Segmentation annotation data
[Begin]
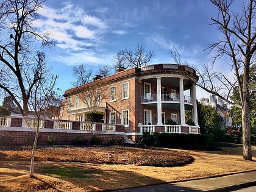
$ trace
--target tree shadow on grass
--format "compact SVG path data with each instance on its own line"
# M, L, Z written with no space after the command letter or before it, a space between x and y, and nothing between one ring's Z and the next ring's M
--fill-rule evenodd
M81 163L83 165L84 163ZM51 170L49 172L49 170ZM130 171L98 168L96 165L54 165L37 170L40 174L71 182L87 191L113 190L162 183L163 180ZM72 171L73 171L72 172Z

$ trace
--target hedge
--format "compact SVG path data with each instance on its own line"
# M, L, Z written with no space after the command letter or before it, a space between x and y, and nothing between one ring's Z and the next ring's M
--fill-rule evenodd
M204 134L143 132L142 143L157 147L208 150L213 148L213 137Z

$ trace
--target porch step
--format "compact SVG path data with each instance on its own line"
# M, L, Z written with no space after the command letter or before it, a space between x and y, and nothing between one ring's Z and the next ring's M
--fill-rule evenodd
M124 143L133 144L135 144L135 142L134 142L132 140L129 138L127 136L125 135L124 136Z

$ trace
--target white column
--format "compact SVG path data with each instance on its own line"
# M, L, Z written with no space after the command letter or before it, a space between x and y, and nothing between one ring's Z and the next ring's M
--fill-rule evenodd
M184 126L185 122L185 106L184 106L184 88L183 79L180 79L180 124Z
M196 85L194 84L192 84L190 96L192 97L193 99L193 121L196 126L198 126L198 121L197 121L197 107L196 104Z
M162 96L161 78L157 78L157 125L162 126Z

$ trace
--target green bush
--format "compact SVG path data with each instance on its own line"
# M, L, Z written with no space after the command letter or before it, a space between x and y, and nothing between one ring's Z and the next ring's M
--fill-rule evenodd
M166 125L176 125L177 123L172 119L168 119L166 123Z
M115 143L115 139L113 138L108 138L107 139L107 144L113 144Z
M85 121L88 122L100 123L104 115L99 112L88 112L85 114Z
M51 135L49 135L47 138L46 138L46 142L48 144L54 144L56 143L56 139Z
M93 135L90 140L91 144L101 144L102 143L104 137Z
M78 136L74 139L73 144L82 144L86 143L86 140L84 139L82 136Z
M142 142L147 146L175 149L210 149L213 138L210 135L144 132Z

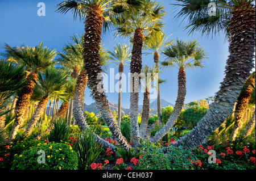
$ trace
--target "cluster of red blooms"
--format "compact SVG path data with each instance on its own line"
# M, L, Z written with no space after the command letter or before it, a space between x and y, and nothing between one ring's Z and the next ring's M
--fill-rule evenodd
M117 145L117 142L115 141L115 140L111 140L111 138L105 138L105 139L106 141L108 141L110 144L113 143L114 144L115 144L115 145Z
M110 151L110 149L109 148L108 148L106 151L106 153L107 154L107 156L109 156L111 155L112 154L113 154L114 153L112 151Z
M105 159L104 161L104 163L107 165L108 163L109 163L109 161L108 159ZM95 170L96 169L99 169L100 170L101 170L102 167L102 163L92 163L92 164L90 164L90 167L93 169L93 170Z

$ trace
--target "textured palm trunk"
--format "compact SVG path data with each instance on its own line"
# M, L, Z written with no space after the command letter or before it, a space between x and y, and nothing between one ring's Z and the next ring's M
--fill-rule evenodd
M85 131L89 128L89 125L87 124L84 116L84 112L82 107L82 104L84 103L84 88L87 85L87 81L88 79L85 72L84 71L81 71L76 81L74 91L73 114L76 124L78 125L80 130L82 132ZM115 150L115 146L113 145L110 144L106 140L103 140L95 133L94 133L94 135L96 139L101 143L101 146L106 149L109 148L112 150Z
M178 91L177 99L171 116L165 125L150 140L150 141L156 143L160 140L171 129L175 123L182 107L184 106L186 95L186 74L184 68L180 68L178 73Z
M119 64L119 91L118 91L118 107L117 108L117 125L120 128L121 116L121 95L122 95L122 74L123 72L123 63Z
M15 118L10 136L10 140L15 138L19 127L24 123L26 113L30 104L30 98L35 87L35 83L32 79L36 80L37 78L37 73L31 72L28 75L27 78L27 82L22 89L19 95L19 98L16 102L15 108L14 109Z
M101 9L96 5L92 5L85 22L84 35L84 65L88 77L88 87L91 90L91 95L96 103L106 124L112 133L112 136L126 149L130 146L121 133L113 115L103 89L100 64L100 49L103 18Z
M253 129L253 128L255 127L255 114L254 109L253 110L253 115L250 119L250 121L246 126L245 132L243 133L243 136L245 137L248 136L251 133L251 131Z
M27 124L27 128L24 132L24 134L26 137L31 134L34 127L39 120L42 113L43 112L44 107L47 104L48 99L48 96L43 96L38 103L38 106L36 106L35 112L32 116L30 121Z
M232 12L229 30L229 51L225 76L210 104L207 113L188 134L175 144L193 148L207 141L207 137L231 113L250 71L253 68L255 52L255 8L250 3L242 3Z
M143 106L142 107L141 126L139 127L139 136L142 139L146 138L146 131L150 114L150 92L149 89L147 88L144 92Z
M142 48L143 44L142 30L138 28L134 31L130 70L133 76L130 78L131 88L130 96L130 111L131 119L131 146L139 145L139 125L138 124L138 110L139 108L139 75L142 69Z
M237 103L234 112L235 123L234 128L233 129L232 133L231 134L230 140L234 141L238 132L238 131L243 126L243 123L246 119L246 115L247 109L248 108L248 103L251 98L251 93L253 92L253 87L251 87L249 83L253 85L255 83L255 74L254 76L250 76L245 82L240 94L237 98Z

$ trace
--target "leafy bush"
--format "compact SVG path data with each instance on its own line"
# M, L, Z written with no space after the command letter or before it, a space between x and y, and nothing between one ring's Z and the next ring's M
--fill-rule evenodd
M148 142L143 145L141 149L143 154L139 159L136 169L187 170L194 167L188 158L195 159L195 158L189 150L184 149L181 146L169 146L166 154L162 149Z
M101 152L100 144L96 141L93 131L87 129L77 134L77 141L75 144L75 149L78 154L79 169L87 169L90 165L95 162Z
M73 170L78 162L72 147L60 143L39 143L14 159L13 170Z
M48 139L49 142L61 142L68 141L71 133L69 124L59 119L54 123L54 128L51 131Z

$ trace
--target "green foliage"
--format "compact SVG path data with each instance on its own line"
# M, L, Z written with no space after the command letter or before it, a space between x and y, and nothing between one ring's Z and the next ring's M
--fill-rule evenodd
M78 133L77 138L74 147L78 154L79 169L87 169L101 153L101 144L96 141L93 131L90 129Z
M168 147L170 151L164 153L153 144L146 142L141 149L143 152L136 169L142 170L187 170L193 166L188 159L195 159L190 150L179 147ZM182 163L182 164L181 164Z
M60 143L39 143L14 159L13 170L74 170L78 162L72 147Z
M71 133L69 125L60 119L53 124L54 128L51 131L48 137L49 141L55 142L68 141Z

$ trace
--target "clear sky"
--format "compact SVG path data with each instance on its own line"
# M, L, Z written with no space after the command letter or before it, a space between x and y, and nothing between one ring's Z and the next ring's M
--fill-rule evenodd
M69 36L74 33L84 32L84 25L79 20L75 21L71 13L65 15L55 12L55 6L62 2L61 0L24 0L24 1L0 1L0 52L4 51L4 43L11 47L25 45L34 47L41 41L44 46L51 49L62 51L64 44L67 43ZM183 40L198 39L200 45L208 52L208 58L205 60L205 68L197 69L186 69L187 95L185 103L194 100L205 99L213 96L218 90L220 83L224 77L224 71L226 60L228 56L228 43L224 42L223 34L221 32L213 39L211 37L201 36L200 33L195 33L193 36L188 36L187 32L183 27L187 22L180 24L181 20L175 20L174 17L174 7L170 3L172 0L159 0L165 7L166 15L164 19L165 22L164 32L167 35L172 34L170 39L177 37ZM46 15L38 16L38 7L39 2L46 5ZM113 46L117 43L128 43L127 40L114 39L114 31L107 32L102 34L102 43L104 47L113 50ZM143 51L143 52L146 52ZM160 61L164 60L164 56L160 55ZM143 56L143 65L154 65L152 55ZM118 73L118 67L114 64L109 65L107 71L109 74L110 69L114 68L115 74ZM125 66L124 73L127 75L129 72L129 66ZM177 91L177 68L166 69L160 73L162 78L167 82L160 86L161 98L174 104ZM109 92L110 91L110 80L109 75ZM128 79L126 76L126 80ZM114 83L118 80L115 79ZM126 81L127 82L127 81ZM126 86L126 92L128 86ZM86 89L85 102L86 104L92 103L93 100L89 96L89 89ZM118 103L118 93L107 93L109 101ZM130 107L130 94L123 92L122 95L122 105L126 108ZM152 99L151 101L154 100ZM143 94L140 94L139 104L142 104Z

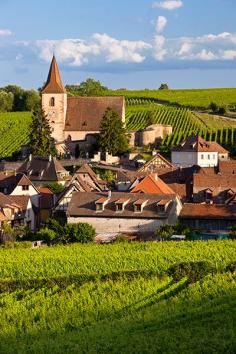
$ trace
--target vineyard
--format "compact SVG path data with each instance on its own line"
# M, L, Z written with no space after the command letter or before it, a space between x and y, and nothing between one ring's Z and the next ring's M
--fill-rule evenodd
[End]
Gather every line of the data above that contains the word "bush", and copy each one out in full.

Solved problem »
--target green bush
--target "leafy bush"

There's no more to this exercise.